*Selected extract:*
= Beginning of Section =
Baheya shows how much impact a similar centre can make on people’s lives with limited financial support, says Aapro

For almost two years, Baheya Foundation has been providing Egyptian females with all possible treatments and early detection of breast cancer. Ever since it opened its doors in May 2015, the foundation has been a free shelter for women who were diagnosed with breast cancer or those who want to do regular checkups of their health.

A couple of days ago, the hospital welcomed the second visit of Matti Aapro, the dean of the Multidisciplinary Oncology Institute in Switzerland and the head of the Sharing Progress in Cancer Care (SPCC) programme at the European School of Oncology.

Aapro toured several departments of the hospital, checking the latest equipment used in each department of the hospital and the latest treatment plans used for fighting breast cancer in Egypt. This included the technology used in the physiotherapy department, which rehabilitates the patient from the side effects of chemotherapy and radiation, in tandem with the psychological support department, which helps to keep the patients’ spirits high.
= End of Section =
*Provided information:*
= Beginning of Section =
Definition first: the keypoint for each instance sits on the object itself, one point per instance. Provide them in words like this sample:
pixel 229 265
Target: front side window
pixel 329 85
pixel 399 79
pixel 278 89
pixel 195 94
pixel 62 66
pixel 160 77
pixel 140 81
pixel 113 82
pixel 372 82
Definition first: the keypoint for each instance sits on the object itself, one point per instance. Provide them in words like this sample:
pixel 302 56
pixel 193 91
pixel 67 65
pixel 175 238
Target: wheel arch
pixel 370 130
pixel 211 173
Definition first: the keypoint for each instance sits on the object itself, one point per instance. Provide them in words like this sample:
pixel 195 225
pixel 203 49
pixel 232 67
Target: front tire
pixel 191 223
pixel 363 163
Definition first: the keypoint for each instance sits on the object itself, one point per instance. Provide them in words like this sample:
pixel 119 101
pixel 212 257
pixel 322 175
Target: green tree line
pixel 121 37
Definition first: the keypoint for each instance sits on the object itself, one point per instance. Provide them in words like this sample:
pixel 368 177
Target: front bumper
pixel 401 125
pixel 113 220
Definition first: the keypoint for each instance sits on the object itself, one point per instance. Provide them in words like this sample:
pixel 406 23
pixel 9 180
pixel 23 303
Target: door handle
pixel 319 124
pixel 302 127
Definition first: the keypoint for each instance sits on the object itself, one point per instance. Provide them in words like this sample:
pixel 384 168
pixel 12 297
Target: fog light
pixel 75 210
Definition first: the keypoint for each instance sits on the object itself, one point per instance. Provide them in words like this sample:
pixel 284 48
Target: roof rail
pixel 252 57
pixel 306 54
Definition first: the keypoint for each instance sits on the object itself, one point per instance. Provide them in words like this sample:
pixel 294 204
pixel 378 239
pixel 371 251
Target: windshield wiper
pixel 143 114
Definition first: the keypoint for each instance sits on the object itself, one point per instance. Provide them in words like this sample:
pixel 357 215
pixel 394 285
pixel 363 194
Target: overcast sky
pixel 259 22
= End of Section =
*Apply what you read:*
• a. Reproduce word for word the passage of the Baheya Foundation article from "A couple of" to "School of Oncology.".
• b. Write the next part of the Baheya Foundation article, picking up after its final sentence.
The rows bear no relation to the article about the Baheya Foundation.

*Response list:*
• a.
A couple of days ago, the hospital welcomed the second visit of Matti Aapro, the dean of the Multidisciplinary Oncology Institute in Switzerland and the head of the Sharing Progress in Cancer Care (SPCC) programme at the European School of Oncology.

• b.
“In my second visit to this place, I’m really impressed,” Aapro stated to Daily News Egypt, adding that “very often, when you visit similar centres for the first time, you hear about a lot of things that are going to happen, but regrettably none of them are applied. This is not the way in Baheya; in the past 18 months, they have provided patients with top level radiation oncology, as well as introducing supportive services to the patients that have the highest importance, so they are really showing a good way of developing a good top level comprehensive cancer centre.”

In a medical conference, the foundation’s doctors shared some of the toughest medical conditions they face in Baheya, along with the treatment methods and recovery plans they put in place for each, according to the condition.

Baheya is doing a very good job in treating patients, and more importantly, they provide females with services that would help them in the future, such as early diagnosis check-ups, which clearly enhance the patients’ chances of being cured, he added.

Funded only by people’s donations, in two years Baheya Foundation managed to provide early check-ups for 27,000 women in Egypt, as well as surgeries removing tumours for 1,800 patients and successfully treating 2,000 ladies overall.

“As an institution that stands on people’s financial support rather than from the government, Baheya shows how much impact a similar centre can make on people’s lives with only limited sources of financial support. They apply the best possible choices—based on people’s donations only,” Aapro said.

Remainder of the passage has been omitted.